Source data

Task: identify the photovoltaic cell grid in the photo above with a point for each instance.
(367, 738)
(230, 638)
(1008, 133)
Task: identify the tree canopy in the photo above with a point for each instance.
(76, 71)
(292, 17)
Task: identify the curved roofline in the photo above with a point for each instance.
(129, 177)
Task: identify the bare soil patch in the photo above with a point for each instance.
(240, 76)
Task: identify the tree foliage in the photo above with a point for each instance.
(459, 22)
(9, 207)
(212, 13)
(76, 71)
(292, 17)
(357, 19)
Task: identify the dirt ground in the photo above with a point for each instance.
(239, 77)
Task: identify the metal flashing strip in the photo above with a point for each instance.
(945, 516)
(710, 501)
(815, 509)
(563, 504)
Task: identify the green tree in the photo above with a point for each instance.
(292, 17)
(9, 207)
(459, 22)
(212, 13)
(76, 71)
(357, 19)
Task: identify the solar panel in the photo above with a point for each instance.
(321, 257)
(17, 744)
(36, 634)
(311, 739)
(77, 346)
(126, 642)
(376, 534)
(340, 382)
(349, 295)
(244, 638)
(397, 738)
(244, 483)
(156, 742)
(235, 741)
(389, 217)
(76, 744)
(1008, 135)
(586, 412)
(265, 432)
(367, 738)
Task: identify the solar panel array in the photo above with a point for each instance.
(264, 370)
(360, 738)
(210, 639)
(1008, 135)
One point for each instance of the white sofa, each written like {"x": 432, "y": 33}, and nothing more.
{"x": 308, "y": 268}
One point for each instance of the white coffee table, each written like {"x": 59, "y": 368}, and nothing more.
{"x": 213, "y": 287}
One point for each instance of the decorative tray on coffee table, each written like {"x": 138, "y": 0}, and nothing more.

_Task goal_
Here, the records must be output exactly and in full.

_Task output_
Task: identify the photovoltaic cell grid in the photo above with a point for each instance.
(367, 738)
(230, 638)
(1008, 133)
Task: identify the tree canopy in the photo above with a point for each instance.
(76, 71)
(292, 17)
Task: identify the curved roofline in the photo above with a point for each instance.
(129, 177)
Task: identify the bare soil patch in the photo above with a point for each instance.
(240, 76)
Task: identify the tree foliage in the photo above with a point for each instance.
(459, 22)
(9, 207)
(212, 13)
(76, 71)
(292, 17)
(357, 19)
Task: identify the dirt ground in the photo above with a point for each instance.
(239, 77)
Task: identify the metal flashing strip in the photo above with a point for each instance.
(945, 516)
(710, 501)
(815, 509)
(563, 504)
Task: identify the green tree in the photo above with a point for each instance.
(292, 17)
(9, 207)
(459, 22)
(212, 13)
(76, 71)
(357, 19)
Task: identify the solar panel in the photo above with a point for each instance.
(321, 257)
(17, 744)
(36, 634)
(311, 739)
(77, 346)
(126, 642)
(376, 534)
(340, 382)
(349, 295)
(244, 638)
(397, 738)
(244, 483)
(156, 742)
(235, 741)
(389, 217)
(76, 744)
(1008, 135)
(586, 412)
(265, 432)
(367, 738)
Task: identify the solar panel array in the photo above with a point for each instance.
(264, 370)
(360, 738)
(210, 639)
(1008, 135)
One point for each instance of the white sofa, each written like {"x": 432, "y": 33}, and nothing more.
{"x": 308, "y": 268}
One point for each instance of the white coffee table, each written like {"x": 59, "y": 368}, and nothing more.
{"x": 213, "y": 287}
One point for each instance of the decorative tray on coffee table, each written like {"x": 138, "y": 0}, and nothing more.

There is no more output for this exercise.